__Task brief__
Could you repeat the records below exactly, leaving out any pictures?

__Records to process__
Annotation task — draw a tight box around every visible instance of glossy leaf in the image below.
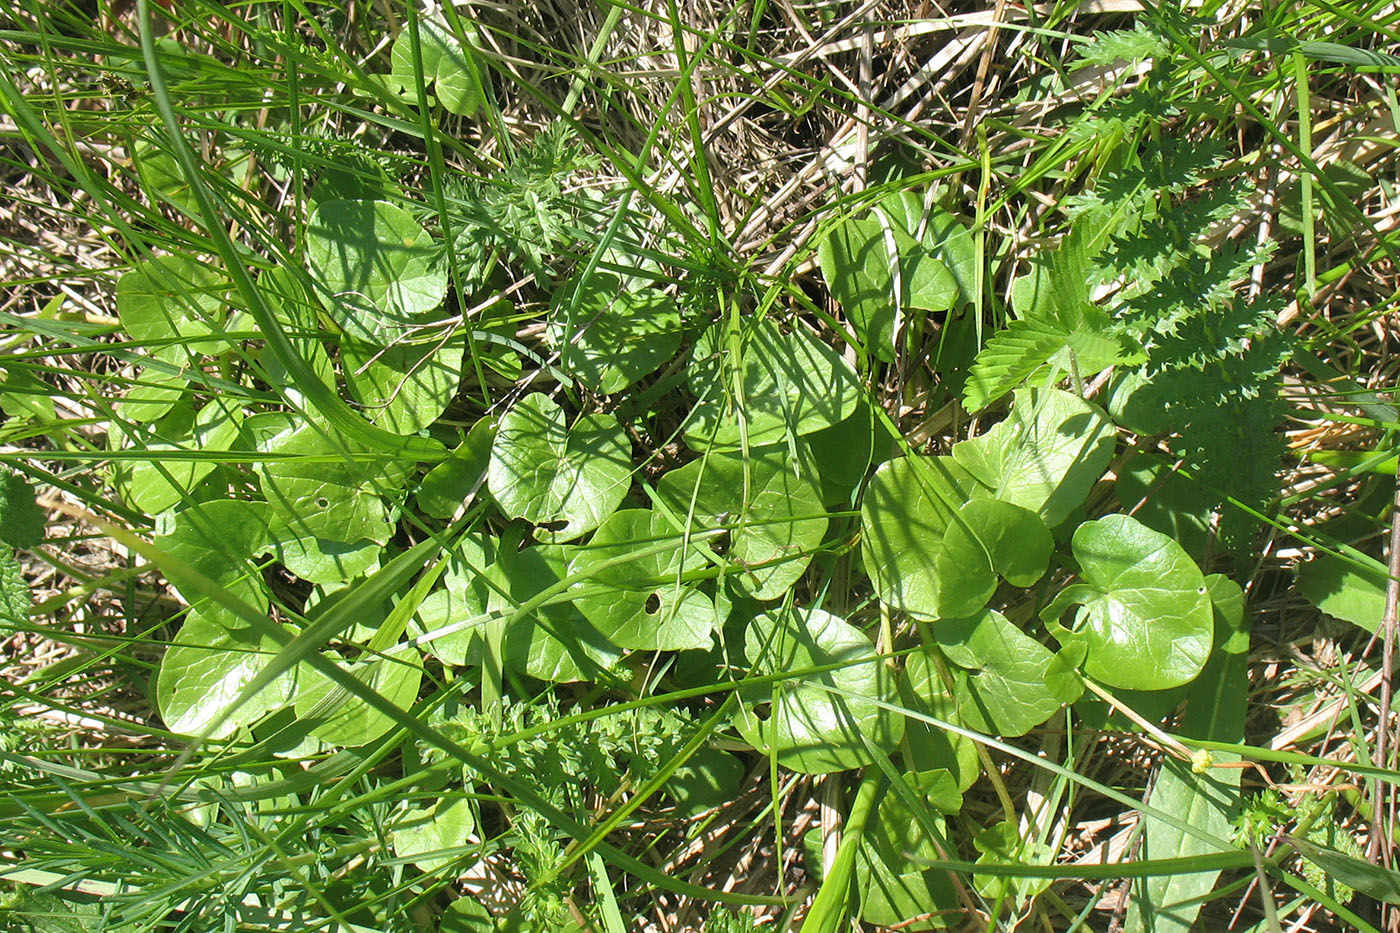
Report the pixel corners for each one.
[952,387,1115,528]
[391,796,476,872]
[734,607,902,773]
[305,199,446,344]
[126,396,243,514]
[487,393,631,542]
[341,330,463,435]
[152,499,272,627]
[571,509,716,651]
[292,646,424,747]
[411,533,495,666]
[1044,514,1213,691]
[417,417,494,519]
[685,319,863,449]
[156,612,295,738]
[655,447,827,600]
[387,18,482,117]
[856,781,958,930]
[1296,545,1388,634]
[493,544,621,683]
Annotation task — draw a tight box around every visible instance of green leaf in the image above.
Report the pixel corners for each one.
[126,396,243,514]
[666,746,745,816]
[118,366,186,423]
[571,509,717,651]
[685,319,864,450]
[1114,454,1213,561]
[341,329,463,435]
[860,457,1048,619]
[257,421,406,547]
[487,393,632,542]
[1296,545,1388,634]
[1044,514,1213,691]
[305,199,447,344]
[0,467,44,548]
[153,499,272,627]
[156,612,295,738]
[855,782,958,930]
[292,645,424,747]
[390,796,477,872]
[951,387,1115,528]
[387,18,483,117]
[494,544,622,682]
[915,610,1081,737]
[0,547,30,628]
[1127,574,1248,933]
[417,417,494,519]
[802,398,886,502]
[411,532,495,666]
[655,447,827,600]
[116,254,225,344]
[734,607,903,773]
[549,271,683,394]
[973,820,1054,901]
[265,533,383,585]
[1288,836,1400,904]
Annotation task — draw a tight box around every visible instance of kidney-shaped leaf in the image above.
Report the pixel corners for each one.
[488,393,632,542]
[494,544,622,683]
[411,533,495,666]
[734,607,903,773]
[388,19,482,117]
[341,329,463,435]
[391,796,477,872]
[157,612,295,738]
[153,499,273,627]
[1043,514,1213,691]
[306,199,446,344]
[655,447,827,600]
[952,387,1114,528]
[292,646,423,748]
[117,254,225,344]
[685,319,863,450]
[570,509,716,651]
[550,271,683,394]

__Response__
Annotation task — draw a tight box around every visible instance of glossy leaf in the image below.
Report the pixel corners for each one.
[952,387,1115,528]
[391,796,476,872]
[734,607,902,773]
[305,199,446,344]
[126,396,243,514]
[487,393,631,542]
[341,330,463,435]
[152,499,272,627]
[571,509,716,651]
[292,646,424,747]
[411,533,495,666]
[1044,514,1213,691]
[417,417,494,519]
[685,319,863,449]
[156,612,295,738]
[655,447,827,600]
[387,18,482,117]
[856,781,958,930]
[1296,545,1388,634]
[493,544,621,683]
Annotation task — draw a tight box around every visible instance of green leaf in the image above.
Report the pixel corners for each one.
[126,396,243,514]
[666,746,745,816]
[118,366,186,423]
[571,509,717,651]
[685,319,864,450]
[1114,454,1213,561]
[341,329,463,435]
[860,457,1048,619]
[257,421,406,547]
[487,393,632,542]
[1296,545,1388,634]
[1044,514,1213,691]
[305,199,447,344]
[0,467,44,548]
[153,499,272,627]
[156,612,295,738]
[855,782,958,930]
[292,645,424,747]
[390,796,477,872]
[951,387,1115,528]
[387,18,483,117]
[494,544,622,682]
[915,610,1081,737]
[0,547,30,628]
[1127,574,1248,933]
[417,417,494,519]
[802,398,886,502]
[411,532,495,666]
[655,447,827,600]
[116,254,225,344]
[734,607,903,773]
[549,271,683,394]
[973,820,1054,901]
[265,533,383,585]
[1288,836,1400,904]
Annotation task — draw a tight box around every visible instance of kidney-shaped leaf in the image above.
Report the pixel corners for each one.
[488,393,632,542]
[494,544,622,683]
[411,533,495,666]
[734,607,903,773]
[388,19,482,117]
[341,329,463,435]
[391,796,477,872]
[157,612,295,738]
[153,499,273,627]
[1043,514,1213,691]
[306,199,446,344]
[655,447,827,600]
[952,387,1114,528]
[292,646,423,748]
[117,254,225,344]
[685,319,863,450]
[570,509,716,651]
[550,271,683,394]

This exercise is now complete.